* **SOURCE TEXT**:
== == ==

The VAX ISA makes it harder than usual for a decoder to turn an
instruction into a small, known set of micro-ops.

CALLS and CALLG generate long sequences of actions, most of which can
be turned into micro-ops straightforwardly.  However, one thing is
painful:

CALLS numarg.rl,dst.ab  and CALLG arglist.ab, dst.ab

The decoder cannot tell from the instruction how many registers will
get saved on the stack, because the dst.ab argument (which could be
indirect) yields the address, not of the first instruction of the
called routine, but of a *mask*, 12 of whose bits correspond to
registers R11 through R0, showing which ones need to be saved onto the
stack along with everything else, and all the register side-effects.
This means, that in the middle of decoding the instruction, the decoder
has to hand dst.ab to the address calculator, get the result back [OK
so far], but then it has to fetch the target mask, scan the bits, and
generate one micro-op store per register save.

Presumably, in an OOO with trace-cache design, and with fully-resolved
subroutine addresses, one could do this OK, but it's a pain, because
of the potential variability.  Of course, in C, with pointers to
functions, an indirect call through a pointer is awkward ... but of
course, it's awkward for everybody.

RET inverts this, but the trace cache approach doesn't help, in that
it POPS a word from the stack that has the register mask, scans the
mask, and restores the marked registers from the stack.  This is
another thing that wants to generate a variable number of memory
operations based on another memory operand, so the micro-ops are not
easily generatable from the instruction bits alone, or even
instruction+register values.

PUSHR and POPR push and pop multiple registers, using a similar
register mask, but at least, in common practice, they would be
immediate operands ... although of course, it is possible the mask was
some indirect-addressed value, sigh.

Of course, some use the simpler:
BSB/JSB to subroutine

Subroutine:
  PUSHR, plus other prolog code
  Body
  POPR and other epilog code
  RSB

However, at least as seen in [3], [4], [5], CALLS/RET certainly got
used:
[4, Table 3] has 4.86% of instructions being CALLS+RET, for
instructions executed by compilers for BASIC, BLISS, PASCAL, PL/I,
COBOL, FORTRAN.
[3] has instruction distributions [by frequency and time], with [3,
Table 7] showing the distributions across all modes.  This lowers the %
of CALLS/RET, since the VMS kernel and supervisor don't use them.
Still one would guess that ~1% of executions each for CALL and RET,
with about 12% of total cycles, would fit VAX 11/780.
[5, Table 1] gives 3.2% for CALL/RET

Of course, the semantics of these things tend to incur bursts of stores
or loads, which means the load/store queues better be well-sized to
accept them.

== == ==

* **INFORMATION SHOWN**:
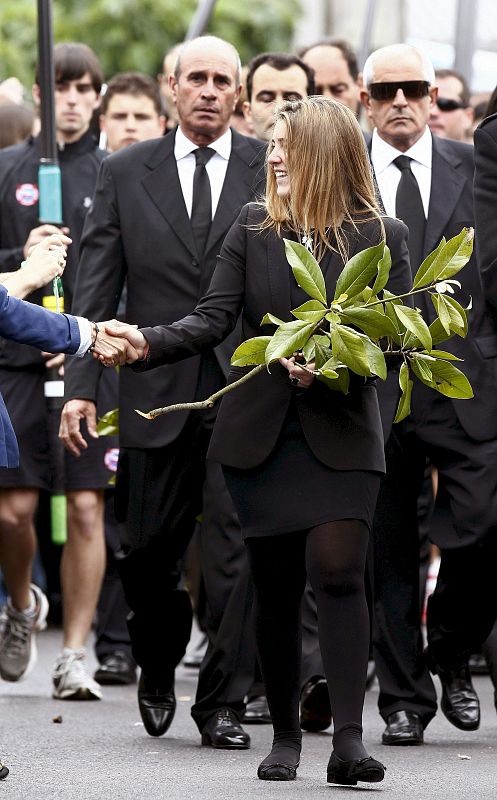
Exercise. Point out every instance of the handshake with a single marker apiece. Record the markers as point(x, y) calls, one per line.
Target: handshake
point(117, 343)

== == ==

* **TASK DESCRIPTION**: Translate this sentence from the text on VAX instruction decoding into German: "The VAX ISA makes it harder than usual for a decoder to turn an instruction into a small, known set of micro-ops." The data here is independent of the text on VAX instruction decoding.

* **OUTPUT FOR THIS TASK**: Die VAX-ISA macht es einem Decoder schwerer als üblich, einen Befehl in eine kleine, bekannte Menge von Micro-Ops umzuwandeln.